**REQUIREMENTS**
Put every line of the listing below into a Markdown table with two columns, Row and Listing line. Number the rows in order and leave out blank lines.

────────────────

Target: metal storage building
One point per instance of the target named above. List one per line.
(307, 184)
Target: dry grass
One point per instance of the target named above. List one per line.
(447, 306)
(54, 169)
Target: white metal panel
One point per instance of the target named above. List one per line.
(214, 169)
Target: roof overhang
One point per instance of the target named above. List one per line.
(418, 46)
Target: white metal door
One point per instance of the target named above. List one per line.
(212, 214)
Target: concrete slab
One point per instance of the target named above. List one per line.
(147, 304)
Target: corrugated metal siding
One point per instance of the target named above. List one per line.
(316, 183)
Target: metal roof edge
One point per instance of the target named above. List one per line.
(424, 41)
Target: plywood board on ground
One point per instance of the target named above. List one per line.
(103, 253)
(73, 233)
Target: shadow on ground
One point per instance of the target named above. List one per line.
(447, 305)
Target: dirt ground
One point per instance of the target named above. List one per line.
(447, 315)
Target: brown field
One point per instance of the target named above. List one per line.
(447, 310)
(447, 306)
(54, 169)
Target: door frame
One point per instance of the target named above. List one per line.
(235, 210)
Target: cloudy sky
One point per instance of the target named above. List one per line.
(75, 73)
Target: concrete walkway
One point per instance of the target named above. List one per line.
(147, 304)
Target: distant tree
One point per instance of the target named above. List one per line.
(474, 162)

────────────────

**WORKED SOLUTION**
| Row | Listing line |
|---|---|
| 1 | Target: metal storage building |
| 2 | One point per instance of the target named above. List one per line. |
| 3 | (307, 184) |
| 4 | Target: dry grass |
| 5 | One point per instance of the target named above. List one per line. |
| 6 | (447, 306) |
| 7 | (54, 169) |
| 8 | Target: white metal panel |
| 9 | One point per instance of the target named above. List one per line. |
| 10 | (214, 169) |
| 11 | Target: roof overhang |
| 12 | One point per instance of the target named above. List one per line. |
| 13 | (418, 46) |
| 14 | Target: white metal door |
| 15 | One point per instance of the target named above. List one per line. |
| 16 | (212, 214) |
| 17 | Target: concrete slab |
| 18 | One point per instance of the target named above. List one per line. |
| 19 | (147, 304) |
| 20 | Target: corrugated metal siding |
| 21 | One point per instance of the target named above. List one per line. |
| 22 | (316, 183) |
| 23 | Target: metal roof edge |
| 24 | One point per instance of the target named above. List one per line. |
| 25 | (424, 41) |
| 26 | Target: plywood board on ground |
| 27 | One point per instance of the target named above. List one per line. |
| 28 | (103, 253) |
| 29 | (73, 233) |
| 30 | Target: shadow on ground |
| 31 | One point per instance of the target named above. List one per line. |
| 32 | (447, 305) |
| 33 | Target: dirt ground |
| 34 | One point per instance of the target named above. List one per line. |
| 35 | (447, 315) |
| 36 | Target: brown field |
| 37 | One point per instance of the target named above. List one per line. |
| 38 | (447, 310) |
| 39 | (447, 306) |
| 40 | (54, 169) |
| 41 | Target: door frame |
| 42 | One point per instance of the target named above. List one per line. |
| 43 | (235, 210) |
| 44 | Target: cloudy sky |
| 45 | One point per instance of the target named above. List one per line. |
| 46 | (75, 73) |
| 47 | Target: concrete walkway |
| 48 | One point per instance of the target named above. List one per line. |
| 49 | (147, 304) |
| 50 | Target: distant tree |
| 51 | One point per instance of the target named above. List one per line. |
| 52 | (474, 162) |